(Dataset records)
########################################

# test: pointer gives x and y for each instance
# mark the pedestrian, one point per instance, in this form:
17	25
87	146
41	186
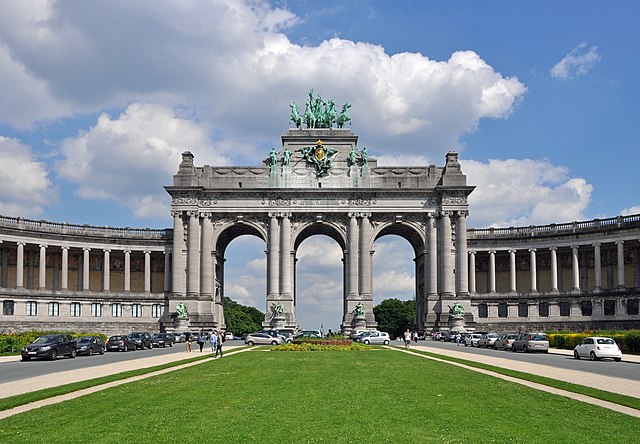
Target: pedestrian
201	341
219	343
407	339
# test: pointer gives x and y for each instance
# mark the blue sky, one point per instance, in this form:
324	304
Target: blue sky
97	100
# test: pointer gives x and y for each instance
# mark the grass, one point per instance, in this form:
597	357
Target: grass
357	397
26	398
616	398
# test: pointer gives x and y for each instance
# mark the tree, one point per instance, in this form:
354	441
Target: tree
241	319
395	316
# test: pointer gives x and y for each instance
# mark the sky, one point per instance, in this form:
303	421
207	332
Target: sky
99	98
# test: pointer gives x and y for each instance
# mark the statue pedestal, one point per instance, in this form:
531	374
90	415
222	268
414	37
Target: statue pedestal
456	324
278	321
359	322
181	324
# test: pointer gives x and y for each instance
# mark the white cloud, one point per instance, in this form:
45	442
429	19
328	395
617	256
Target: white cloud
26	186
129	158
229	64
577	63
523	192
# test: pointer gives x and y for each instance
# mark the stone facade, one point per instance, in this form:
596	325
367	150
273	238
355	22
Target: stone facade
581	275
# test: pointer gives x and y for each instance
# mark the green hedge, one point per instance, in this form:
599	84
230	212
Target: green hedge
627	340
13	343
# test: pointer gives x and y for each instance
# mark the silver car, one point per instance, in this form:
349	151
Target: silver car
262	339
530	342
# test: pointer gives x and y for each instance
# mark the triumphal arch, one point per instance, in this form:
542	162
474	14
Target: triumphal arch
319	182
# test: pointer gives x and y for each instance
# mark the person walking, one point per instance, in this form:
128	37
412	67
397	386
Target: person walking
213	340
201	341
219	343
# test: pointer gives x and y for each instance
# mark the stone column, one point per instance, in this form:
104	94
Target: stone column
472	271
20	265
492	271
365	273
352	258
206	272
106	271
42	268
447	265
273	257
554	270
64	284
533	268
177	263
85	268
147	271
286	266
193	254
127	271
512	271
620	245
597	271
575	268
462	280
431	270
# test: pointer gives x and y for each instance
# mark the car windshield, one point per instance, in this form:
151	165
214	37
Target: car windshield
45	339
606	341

########################################

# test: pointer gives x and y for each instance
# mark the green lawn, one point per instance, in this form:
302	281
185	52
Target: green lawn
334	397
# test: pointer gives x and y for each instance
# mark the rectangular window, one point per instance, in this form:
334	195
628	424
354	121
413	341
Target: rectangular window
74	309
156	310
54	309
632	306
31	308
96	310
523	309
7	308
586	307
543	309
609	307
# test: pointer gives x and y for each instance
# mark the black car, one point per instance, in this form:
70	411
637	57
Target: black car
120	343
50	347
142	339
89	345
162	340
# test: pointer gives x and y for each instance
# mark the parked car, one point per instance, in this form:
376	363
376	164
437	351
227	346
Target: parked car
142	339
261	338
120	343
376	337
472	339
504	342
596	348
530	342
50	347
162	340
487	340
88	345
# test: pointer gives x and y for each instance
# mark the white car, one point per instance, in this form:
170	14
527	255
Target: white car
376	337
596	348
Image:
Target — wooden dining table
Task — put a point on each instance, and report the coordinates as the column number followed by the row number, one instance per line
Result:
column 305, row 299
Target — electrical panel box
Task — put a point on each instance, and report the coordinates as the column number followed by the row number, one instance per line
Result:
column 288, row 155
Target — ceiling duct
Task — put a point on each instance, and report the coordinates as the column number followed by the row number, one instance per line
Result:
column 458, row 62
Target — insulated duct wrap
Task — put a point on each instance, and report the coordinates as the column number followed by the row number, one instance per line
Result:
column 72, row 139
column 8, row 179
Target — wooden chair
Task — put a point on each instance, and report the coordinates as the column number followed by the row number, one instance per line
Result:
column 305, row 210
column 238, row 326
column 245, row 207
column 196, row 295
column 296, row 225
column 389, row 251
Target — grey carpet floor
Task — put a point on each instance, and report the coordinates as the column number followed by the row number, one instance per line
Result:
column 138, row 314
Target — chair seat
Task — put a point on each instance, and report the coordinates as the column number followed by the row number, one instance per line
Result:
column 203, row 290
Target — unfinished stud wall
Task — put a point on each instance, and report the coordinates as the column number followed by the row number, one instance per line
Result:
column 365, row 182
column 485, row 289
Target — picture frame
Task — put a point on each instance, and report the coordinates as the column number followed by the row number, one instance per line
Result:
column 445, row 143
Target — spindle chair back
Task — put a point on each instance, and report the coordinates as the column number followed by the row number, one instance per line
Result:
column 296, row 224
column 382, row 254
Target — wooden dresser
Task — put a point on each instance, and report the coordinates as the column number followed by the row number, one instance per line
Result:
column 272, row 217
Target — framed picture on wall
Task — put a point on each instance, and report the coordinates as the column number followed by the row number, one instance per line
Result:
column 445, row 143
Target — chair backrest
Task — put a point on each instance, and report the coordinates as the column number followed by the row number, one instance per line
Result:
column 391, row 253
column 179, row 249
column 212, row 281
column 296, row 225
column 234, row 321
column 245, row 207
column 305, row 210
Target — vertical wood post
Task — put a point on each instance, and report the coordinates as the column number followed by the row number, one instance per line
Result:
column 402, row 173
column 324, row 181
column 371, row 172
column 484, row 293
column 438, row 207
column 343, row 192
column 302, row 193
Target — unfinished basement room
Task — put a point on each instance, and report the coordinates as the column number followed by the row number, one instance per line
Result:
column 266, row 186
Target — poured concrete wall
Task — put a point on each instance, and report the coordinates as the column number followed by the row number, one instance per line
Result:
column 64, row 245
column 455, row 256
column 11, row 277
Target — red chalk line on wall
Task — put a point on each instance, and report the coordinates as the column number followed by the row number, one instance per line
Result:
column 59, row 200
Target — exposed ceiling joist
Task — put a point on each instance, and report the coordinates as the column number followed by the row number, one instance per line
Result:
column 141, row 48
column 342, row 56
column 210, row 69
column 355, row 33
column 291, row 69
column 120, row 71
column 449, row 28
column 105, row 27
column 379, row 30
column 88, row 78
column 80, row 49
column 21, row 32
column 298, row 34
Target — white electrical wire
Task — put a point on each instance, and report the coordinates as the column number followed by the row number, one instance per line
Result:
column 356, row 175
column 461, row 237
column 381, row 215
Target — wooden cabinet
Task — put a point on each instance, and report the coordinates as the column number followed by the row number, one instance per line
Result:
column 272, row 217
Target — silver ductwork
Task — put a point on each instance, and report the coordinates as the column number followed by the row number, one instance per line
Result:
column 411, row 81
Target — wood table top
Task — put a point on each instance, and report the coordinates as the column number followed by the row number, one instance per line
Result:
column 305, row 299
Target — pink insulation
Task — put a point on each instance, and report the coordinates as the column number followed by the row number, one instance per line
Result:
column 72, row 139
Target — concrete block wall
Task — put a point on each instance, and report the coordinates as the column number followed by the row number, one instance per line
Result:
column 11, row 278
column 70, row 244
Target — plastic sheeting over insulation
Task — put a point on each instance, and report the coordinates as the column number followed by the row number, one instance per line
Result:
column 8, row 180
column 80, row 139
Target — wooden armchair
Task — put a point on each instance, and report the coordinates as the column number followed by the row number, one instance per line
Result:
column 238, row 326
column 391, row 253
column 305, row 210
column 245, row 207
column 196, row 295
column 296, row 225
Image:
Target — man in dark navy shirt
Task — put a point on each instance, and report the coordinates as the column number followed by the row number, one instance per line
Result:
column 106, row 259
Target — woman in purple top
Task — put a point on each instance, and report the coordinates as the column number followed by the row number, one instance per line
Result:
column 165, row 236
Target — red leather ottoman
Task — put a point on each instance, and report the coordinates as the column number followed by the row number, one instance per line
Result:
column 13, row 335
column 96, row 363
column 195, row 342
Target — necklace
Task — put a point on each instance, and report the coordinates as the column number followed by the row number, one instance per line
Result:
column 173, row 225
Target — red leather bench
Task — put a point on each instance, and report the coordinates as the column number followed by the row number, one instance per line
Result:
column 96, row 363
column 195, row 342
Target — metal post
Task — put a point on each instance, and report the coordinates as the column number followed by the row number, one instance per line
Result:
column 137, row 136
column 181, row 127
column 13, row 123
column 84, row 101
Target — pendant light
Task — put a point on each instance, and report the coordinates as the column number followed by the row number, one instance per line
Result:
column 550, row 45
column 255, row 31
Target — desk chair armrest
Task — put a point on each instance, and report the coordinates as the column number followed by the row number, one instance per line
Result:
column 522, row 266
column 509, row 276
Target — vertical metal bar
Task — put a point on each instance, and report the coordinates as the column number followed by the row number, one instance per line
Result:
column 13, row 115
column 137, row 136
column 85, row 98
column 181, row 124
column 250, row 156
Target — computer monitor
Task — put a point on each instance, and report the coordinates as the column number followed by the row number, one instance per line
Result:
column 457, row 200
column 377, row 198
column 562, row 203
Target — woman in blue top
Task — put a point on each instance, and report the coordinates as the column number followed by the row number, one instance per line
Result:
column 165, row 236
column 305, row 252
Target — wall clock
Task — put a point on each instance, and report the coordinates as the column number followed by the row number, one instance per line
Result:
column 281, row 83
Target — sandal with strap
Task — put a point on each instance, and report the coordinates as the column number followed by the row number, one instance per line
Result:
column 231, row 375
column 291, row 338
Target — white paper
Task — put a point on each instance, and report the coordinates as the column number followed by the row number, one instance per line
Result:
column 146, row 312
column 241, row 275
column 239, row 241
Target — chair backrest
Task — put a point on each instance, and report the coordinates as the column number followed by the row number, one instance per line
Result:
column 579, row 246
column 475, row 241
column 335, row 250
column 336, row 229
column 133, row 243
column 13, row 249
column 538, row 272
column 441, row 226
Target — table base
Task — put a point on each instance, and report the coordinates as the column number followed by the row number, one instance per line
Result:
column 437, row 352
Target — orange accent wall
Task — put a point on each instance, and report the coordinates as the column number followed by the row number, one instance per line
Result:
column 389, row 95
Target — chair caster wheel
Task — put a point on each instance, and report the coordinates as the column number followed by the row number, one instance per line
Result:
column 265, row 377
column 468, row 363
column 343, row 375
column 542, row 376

########################################

→ What is expected
Wherever the string "ceiling" occurs in the records, copy the line it is in.

→ Response
Target — ceiling duct
Target — exposed ceiling joist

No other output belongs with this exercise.